▶ PROBLEMS TO WORK ON:
1. In the post about investing a several hundred billion dollar fund, what tools would be provided with no expense spared? List them all.
2. Write the next part of the post about investing a several hundred billion dollar fund, picking up after its final sentence.

▶ EXTRACT:
- - -
If I Were a Computer

If there was a several hundred billion dollar capital fund and you were charged with investing it, you would hire the smartest people you could get your hands on, provide them with a relatively insane budget, and give them huge incentives to perform. Even with a lot of bright people who can easily employ fundamental analysis and technical analysis to make a lot of money, the tendency will still be to try and get ahead of the game. After all, who gets paid to invest several hundred billion dollars with primitive tools used by any multi-billion dollar hedge fund manager? If you were paid to be one of these people, three tools would be made available to you with no expense spared: The best financial market data that can be purchased, every research report written, and a really big computer along with some programmers and engineers to help you run it.

The details of this post are rather daunting. You don't need to understand them down to the gory details in order to see the points of this exercise. Focus on the notions that are implied simply by alluding to the mathematics rather than the actual content of mentioned formulas.

Now for some plot spoilers:

What you're looking at is called a control diagram. Whenever there's a really big system with lots of feedback response that need to be modeled, engineers will draw up a control diagram and use it to write the equations of the system. Looking at that big column of blocks with the arrows going in a circle, does something seem familiar? (This illustration is from Covert Newspaper Interception.)

Here's a brief rundown of the diagram:

• Emerging financial and economic data (basically any information, including insider information, that will affect the results of fundamental models.) flows in at the far left.
- - -
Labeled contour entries
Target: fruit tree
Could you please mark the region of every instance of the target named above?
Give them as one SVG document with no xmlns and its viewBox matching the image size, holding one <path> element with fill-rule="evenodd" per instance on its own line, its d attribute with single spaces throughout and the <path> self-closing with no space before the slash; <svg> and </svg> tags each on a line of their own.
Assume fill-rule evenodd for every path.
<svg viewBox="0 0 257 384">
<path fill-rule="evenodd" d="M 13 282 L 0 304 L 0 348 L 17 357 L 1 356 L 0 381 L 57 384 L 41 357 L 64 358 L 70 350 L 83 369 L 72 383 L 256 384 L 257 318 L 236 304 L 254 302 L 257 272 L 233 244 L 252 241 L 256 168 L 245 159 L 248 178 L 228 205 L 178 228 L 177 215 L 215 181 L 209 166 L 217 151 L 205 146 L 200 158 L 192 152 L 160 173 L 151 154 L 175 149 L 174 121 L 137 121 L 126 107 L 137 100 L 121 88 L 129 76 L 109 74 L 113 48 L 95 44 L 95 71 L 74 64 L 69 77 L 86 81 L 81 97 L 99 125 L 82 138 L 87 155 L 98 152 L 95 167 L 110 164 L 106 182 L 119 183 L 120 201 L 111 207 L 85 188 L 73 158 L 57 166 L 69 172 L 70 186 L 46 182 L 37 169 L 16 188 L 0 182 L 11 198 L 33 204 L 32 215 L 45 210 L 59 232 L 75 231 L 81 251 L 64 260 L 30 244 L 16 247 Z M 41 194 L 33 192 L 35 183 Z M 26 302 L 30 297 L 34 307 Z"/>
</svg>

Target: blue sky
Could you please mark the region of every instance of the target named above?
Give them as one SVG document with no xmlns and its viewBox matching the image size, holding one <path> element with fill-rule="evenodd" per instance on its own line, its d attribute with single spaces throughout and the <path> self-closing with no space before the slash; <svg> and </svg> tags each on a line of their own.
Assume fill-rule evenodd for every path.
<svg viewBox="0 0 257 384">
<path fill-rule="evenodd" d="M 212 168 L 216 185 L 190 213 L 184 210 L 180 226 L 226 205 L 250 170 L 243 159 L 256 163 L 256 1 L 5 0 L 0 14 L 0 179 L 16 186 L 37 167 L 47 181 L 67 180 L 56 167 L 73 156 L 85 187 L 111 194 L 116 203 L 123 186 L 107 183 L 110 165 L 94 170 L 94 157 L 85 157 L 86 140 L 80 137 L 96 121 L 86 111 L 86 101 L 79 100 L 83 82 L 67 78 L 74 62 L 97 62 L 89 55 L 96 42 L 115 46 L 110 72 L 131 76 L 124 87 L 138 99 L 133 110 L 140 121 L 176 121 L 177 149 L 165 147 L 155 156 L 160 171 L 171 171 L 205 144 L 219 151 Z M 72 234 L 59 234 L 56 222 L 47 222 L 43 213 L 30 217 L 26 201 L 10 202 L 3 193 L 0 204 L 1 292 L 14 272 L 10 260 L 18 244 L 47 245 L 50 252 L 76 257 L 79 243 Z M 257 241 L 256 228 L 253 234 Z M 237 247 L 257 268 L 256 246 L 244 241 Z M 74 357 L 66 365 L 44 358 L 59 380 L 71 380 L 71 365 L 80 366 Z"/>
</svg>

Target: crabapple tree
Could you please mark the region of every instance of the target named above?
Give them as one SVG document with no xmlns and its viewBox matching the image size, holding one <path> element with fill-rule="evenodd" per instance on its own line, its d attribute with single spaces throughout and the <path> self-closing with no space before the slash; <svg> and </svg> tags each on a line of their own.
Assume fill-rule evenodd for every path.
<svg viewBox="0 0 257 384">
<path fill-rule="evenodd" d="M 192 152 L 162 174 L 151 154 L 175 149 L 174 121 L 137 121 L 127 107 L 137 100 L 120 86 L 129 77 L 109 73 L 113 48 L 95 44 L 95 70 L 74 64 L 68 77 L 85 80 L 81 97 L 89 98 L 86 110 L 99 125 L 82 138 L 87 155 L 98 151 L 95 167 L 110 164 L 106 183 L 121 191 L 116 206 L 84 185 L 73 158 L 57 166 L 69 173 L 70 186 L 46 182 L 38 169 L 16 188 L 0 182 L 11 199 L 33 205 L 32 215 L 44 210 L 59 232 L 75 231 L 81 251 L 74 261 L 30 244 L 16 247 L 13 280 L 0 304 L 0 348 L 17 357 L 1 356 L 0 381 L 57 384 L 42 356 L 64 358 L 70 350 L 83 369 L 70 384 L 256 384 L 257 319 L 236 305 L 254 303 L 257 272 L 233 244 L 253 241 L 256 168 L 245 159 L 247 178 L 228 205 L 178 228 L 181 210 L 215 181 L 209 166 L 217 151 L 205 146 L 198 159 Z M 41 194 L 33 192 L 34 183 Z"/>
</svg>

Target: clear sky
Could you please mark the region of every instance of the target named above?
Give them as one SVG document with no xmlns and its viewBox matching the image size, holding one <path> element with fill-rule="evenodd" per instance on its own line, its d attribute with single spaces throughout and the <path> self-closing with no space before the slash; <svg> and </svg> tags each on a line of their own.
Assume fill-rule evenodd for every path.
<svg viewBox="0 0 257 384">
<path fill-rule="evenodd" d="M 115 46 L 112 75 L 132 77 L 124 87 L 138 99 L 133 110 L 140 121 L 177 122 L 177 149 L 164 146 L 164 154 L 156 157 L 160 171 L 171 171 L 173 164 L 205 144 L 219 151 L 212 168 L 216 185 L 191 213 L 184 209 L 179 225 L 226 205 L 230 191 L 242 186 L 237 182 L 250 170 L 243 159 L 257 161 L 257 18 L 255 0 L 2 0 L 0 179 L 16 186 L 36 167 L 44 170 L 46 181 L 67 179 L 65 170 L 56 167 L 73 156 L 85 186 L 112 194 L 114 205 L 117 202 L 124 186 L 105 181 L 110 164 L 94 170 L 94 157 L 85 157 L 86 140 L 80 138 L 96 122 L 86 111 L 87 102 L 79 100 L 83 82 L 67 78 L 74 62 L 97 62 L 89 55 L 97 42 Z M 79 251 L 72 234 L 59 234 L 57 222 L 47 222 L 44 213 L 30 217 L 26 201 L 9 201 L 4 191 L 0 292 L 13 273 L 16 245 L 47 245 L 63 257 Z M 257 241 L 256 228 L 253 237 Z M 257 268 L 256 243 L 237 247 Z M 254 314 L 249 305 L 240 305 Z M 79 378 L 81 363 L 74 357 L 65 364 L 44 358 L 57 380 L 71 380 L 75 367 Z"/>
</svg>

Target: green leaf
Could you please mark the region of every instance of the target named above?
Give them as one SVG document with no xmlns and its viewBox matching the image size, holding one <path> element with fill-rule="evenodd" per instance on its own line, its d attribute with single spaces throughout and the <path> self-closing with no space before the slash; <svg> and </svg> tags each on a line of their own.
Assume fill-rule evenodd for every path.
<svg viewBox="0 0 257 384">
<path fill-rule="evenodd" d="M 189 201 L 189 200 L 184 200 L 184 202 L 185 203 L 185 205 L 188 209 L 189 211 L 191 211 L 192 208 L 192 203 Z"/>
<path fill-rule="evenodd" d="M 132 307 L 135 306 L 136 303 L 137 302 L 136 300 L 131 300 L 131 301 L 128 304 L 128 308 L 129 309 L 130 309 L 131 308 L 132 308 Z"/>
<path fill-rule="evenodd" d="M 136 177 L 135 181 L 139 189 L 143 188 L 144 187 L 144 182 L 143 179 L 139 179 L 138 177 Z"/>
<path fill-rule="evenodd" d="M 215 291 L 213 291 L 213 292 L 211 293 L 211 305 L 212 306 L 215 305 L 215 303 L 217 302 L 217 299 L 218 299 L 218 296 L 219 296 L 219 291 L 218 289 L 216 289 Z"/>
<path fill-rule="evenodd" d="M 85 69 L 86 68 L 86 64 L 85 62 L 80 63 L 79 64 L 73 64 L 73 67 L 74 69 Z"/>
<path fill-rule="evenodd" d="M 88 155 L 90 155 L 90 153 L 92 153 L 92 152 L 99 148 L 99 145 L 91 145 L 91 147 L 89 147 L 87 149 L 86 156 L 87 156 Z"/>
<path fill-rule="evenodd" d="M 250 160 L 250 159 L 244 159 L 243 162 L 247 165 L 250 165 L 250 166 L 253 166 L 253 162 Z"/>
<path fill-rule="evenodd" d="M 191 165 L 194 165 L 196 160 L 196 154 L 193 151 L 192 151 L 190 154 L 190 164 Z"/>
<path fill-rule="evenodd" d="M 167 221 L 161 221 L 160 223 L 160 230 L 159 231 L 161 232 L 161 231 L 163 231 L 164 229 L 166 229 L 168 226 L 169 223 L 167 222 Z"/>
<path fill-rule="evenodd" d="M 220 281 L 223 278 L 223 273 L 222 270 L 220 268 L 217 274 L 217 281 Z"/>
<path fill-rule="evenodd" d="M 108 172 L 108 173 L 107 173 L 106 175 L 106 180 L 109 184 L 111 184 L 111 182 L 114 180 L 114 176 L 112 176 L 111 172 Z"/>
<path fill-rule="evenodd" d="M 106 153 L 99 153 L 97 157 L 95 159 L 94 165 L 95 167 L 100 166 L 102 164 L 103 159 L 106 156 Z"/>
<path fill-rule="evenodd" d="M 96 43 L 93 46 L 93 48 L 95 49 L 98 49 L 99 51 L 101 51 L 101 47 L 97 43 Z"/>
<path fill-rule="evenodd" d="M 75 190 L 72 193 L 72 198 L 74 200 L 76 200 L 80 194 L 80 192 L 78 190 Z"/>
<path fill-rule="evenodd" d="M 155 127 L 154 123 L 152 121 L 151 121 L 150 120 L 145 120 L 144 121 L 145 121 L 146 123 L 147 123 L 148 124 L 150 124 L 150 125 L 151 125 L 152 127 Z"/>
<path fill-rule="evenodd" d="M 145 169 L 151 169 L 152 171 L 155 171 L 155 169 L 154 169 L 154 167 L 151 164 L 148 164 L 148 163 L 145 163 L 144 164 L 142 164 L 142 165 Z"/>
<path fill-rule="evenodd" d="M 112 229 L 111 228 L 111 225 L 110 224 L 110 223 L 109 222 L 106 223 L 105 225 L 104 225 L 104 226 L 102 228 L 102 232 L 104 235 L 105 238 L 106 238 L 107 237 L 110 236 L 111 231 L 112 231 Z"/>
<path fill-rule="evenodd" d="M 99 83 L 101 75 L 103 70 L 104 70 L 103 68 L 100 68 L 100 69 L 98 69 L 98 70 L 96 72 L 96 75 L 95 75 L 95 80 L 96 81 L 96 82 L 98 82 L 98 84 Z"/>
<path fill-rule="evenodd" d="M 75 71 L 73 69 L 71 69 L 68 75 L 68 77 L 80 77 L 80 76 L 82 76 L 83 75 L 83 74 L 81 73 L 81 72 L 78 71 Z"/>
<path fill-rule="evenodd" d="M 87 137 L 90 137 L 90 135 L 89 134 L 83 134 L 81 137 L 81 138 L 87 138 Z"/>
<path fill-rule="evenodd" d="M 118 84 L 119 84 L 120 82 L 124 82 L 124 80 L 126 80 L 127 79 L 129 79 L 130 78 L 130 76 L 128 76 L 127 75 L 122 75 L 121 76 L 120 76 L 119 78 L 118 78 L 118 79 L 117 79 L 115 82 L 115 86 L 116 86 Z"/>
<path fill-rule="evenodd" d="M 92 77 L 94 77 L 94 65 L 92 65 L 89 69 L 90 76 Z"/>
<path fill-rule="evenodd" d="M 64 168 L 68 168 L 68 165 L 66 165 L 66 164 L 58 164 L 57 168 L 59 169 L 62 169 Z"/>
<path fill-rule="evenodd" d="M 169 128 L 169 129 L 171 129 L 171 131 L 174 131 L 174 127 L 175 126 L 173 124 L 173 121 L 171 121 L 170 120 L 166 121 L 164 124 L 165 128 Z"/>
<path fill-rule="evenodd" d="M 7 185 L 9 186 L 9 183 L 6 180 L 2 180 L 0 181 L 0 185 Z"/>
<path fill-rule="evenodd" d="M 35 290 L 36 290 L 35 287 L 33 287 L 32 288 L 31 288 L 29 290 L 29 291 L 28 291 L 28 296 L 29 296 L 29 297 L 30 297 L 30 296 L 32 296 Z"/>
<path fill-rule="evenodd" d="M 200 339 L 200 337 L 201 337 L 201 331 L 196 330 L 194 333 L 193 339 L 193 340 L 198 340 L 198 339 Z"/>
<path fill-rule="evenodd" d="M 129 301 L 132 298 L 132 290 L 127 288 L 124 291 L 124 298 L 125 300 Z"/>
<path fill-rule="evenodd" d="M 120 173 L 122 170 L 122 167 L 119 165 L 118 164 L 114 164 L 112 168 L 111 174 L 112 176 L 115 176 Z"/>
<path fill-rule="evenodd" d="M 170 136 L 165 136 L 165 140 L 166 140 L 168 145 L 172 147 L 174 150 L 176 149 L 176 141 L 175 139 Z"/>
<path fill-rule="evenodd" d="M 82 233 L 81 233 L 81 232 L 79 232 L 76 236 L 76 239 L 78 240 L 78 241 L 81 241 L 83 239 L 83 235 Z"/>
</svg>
- - -
▶ RESULTS OF THE TASKS:
1.
- The best financial market data that can be purchased
- Every research report written
- A really big computer, along with some programmers and engineers to help run it

2.
• This data gets processed by fundamental analysts, who are the vector for that data to start affecting the supply and demand for a stock.
• This result flows into the summing junction, which is exactly what it sounds like, just a way of indicating that the arrow coming out of the right side is the sum of everything going in.
• The summed signal goes back into all of the technical analysis branches, which produce new buy and sell signals.
  
• The result that pops out at the right is dependent on both the recycled data that's already present in the system and the new data that is introduced by fundamental traders.

Now, to skip the ending and the epilogue, ask yourself why these diagrams are called control diagrams. If hair isn't raising up on your spine, it should be. The very act of writing this diagram like this shows that it's theoretically possible to write some software that to a large degree not only predict, but control the demand for a stock by adding an external signal that either causes or dampens feedback cycles.

It gets better. The task of figuring out how influential technicals and fundamentals are is readily taken care of by the use of empirical constants k₁, k₂, k₃...k_n, and multiplying the indicator by this constant, or even a simple empirical formula, all while remaining well within the reach of the computational power of a simple desktop computer.

How is this possible? Well, let's imagine that a set of n traders with m_i capital are watching a particular indicator of a particular stock, and that each individual trader is influenced in some arbitrary amount by that indicator. The weight for each individual trader is just some constant factor, like 0.10 for instance or maybe 0.40 if a trader really likes a certain indicator. The summation of all of these traders, weighted by their individual incomes and sensitivity to the indicator, is just a constant times that indicator. One simple number multiplied by one other number can, to a very large degree, represent the aggregate trading influence of the movements of a particular indicator.

In a nutshell, that last paragraph says that you can, to a sufficient degree of accuracy, simplify the stock market to be, instead of n traders with n wallets and n propensities to trade because of a particular indicator, just one big trader with a big wallet and a wallet-weighted average propensity (wallet-weighted average since the amount of money a trader has influences how much their propensity gets expressed in the aggregate).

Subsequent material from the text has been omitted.